**** Supplied records
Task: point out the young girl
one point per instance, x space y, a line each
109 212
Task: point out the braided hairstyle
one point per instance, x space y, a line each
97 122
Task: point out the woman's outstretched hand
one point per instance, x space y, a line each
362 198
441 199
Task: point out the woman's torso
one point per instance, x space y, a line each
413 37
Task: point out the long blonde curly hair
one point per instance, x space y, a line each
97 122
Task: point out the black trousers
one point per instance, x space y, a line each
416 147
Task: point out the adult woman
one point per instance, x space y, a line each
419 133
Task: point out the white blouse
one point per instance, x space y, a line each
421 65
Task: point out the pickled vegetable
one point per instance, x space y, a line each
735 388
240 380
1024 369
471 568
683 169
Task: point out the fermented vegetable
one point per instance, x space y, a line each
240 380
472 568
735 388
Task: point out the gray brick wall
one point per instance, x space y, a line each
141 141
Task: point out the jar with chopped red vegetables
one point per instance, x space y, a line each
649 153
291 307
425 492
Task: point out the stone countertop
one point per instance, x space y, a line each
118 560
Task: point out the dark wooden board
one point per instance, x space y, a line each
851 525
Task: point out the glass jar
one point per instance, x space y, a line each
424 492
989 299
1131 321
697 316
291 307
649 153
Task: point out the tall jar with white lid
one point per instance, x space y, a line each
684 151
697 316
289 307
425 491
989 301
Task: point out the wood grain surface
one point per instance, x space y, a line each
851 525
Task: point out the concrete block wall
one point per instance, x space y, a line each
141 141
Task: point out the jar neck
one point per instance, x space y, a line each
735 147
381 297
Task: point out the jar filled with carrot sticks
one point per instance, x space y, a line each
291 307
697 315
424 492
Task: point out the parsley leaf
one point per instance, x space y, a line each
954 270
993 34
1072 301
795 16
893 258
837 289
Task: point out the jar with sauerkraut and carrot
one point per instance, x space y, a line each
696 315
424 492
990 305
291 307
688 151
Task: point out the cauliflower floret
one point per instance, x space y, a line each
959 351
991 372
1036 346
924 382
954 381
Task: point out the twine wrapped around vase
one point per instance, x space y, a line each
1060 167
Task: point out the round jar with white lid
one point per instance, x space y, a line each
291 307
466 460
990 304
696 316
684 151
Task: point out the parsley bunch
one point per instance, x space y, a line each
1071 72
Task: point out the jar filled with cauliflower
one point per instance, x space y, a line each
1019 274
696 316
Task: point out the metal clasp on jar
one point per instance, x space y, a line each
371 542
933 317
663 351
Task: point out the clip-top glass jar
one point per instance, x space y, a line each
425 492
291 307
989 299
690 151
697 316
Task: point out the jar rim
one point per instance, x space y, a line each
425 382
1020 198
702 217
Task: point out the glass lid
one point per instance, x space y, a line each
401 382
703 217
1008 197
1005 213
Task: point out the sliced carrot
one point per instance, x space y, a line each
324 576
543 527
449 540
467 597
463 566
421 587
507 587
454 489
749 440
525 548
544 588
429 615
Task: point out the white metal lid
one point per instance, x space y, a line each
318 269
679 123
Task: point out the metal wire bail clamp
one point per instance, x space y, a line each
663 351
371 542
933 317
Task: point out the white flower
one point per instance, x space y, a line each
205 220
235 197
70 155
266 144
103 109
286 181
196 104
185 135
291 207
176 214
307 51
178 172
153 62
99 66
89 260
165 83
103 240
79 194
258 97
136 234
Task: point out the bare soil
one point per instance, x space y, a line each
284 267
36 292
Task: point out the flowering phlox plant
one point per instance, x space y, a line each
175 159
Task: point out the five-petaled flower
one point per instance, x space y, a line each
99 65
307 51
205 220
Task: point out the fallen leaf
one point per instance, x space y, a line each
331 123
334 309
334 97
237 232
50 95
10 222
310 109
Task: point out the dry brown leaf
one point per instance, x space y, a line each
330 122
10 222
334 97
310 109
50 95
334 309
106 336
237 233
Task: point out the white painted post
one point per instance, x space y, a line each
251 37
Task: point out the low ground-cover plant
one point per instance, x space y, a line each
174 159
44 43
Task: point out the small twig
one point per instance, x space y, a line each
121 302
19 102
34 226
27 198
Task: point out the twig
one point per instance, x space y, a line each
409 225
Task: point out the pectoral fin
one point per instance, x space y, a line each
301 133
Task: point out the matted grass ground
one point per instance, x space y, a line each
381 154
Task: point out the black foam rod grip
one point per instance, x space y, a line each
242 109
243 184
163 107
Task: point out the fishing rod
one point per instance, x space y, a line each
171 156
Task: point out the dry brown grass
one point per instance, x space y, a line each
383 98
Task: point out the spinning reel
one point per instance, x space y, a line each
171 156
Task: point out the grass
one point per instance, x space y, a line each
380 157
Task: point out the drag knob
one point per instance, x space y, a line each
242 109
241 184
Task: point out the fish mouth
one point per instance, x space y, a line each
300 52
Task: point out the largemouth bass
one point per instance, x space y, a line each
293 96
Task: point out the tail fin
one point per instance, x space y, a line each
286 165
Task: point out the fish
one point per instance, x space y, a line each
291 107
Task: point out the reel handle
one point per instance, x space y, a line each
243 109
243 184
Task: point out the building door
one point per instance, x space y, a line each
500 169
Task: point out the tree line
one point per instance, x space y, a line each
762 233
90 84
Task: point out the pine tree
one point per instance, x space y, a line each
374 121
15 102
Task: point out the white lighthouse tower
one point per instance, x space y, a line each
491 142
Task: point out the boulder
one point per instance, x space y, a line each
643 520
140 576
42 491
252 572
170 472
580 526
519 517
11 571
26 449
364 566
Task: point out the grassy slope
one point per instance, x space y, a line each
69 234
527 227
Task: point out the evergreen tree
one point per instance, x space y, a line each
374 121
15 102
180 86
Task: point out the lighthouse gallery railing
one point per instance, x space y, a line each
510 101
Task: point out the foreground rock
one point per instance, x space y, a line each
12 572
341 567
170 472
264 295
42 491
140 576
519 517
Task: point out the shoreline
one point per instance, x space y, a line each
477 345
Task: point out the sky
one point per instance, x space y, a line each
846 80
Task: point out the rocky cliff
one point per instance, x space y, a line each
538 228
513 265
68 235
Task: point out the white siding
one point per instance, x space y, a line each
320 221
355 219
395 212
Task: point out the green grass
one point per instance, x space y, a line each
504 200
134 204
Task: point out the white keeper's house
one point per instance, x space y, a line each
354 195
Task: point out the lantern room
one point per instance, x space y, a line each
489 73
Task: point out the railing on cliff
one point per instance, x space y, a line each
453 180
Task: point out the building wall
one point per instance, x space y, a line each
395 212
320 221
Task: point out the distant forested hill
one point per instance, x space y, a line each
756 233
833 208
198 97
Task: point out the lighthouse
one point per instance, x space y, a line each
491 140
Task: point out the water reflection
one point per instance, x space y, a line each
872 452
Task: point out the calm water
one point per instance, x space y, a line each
********
Assignment: Copy out all lines above holding "metal".

Answer to this problem:
Task: point out the metal clasp on jar
Task: point out the white metal lid
Task: point out the metal wire bail clamp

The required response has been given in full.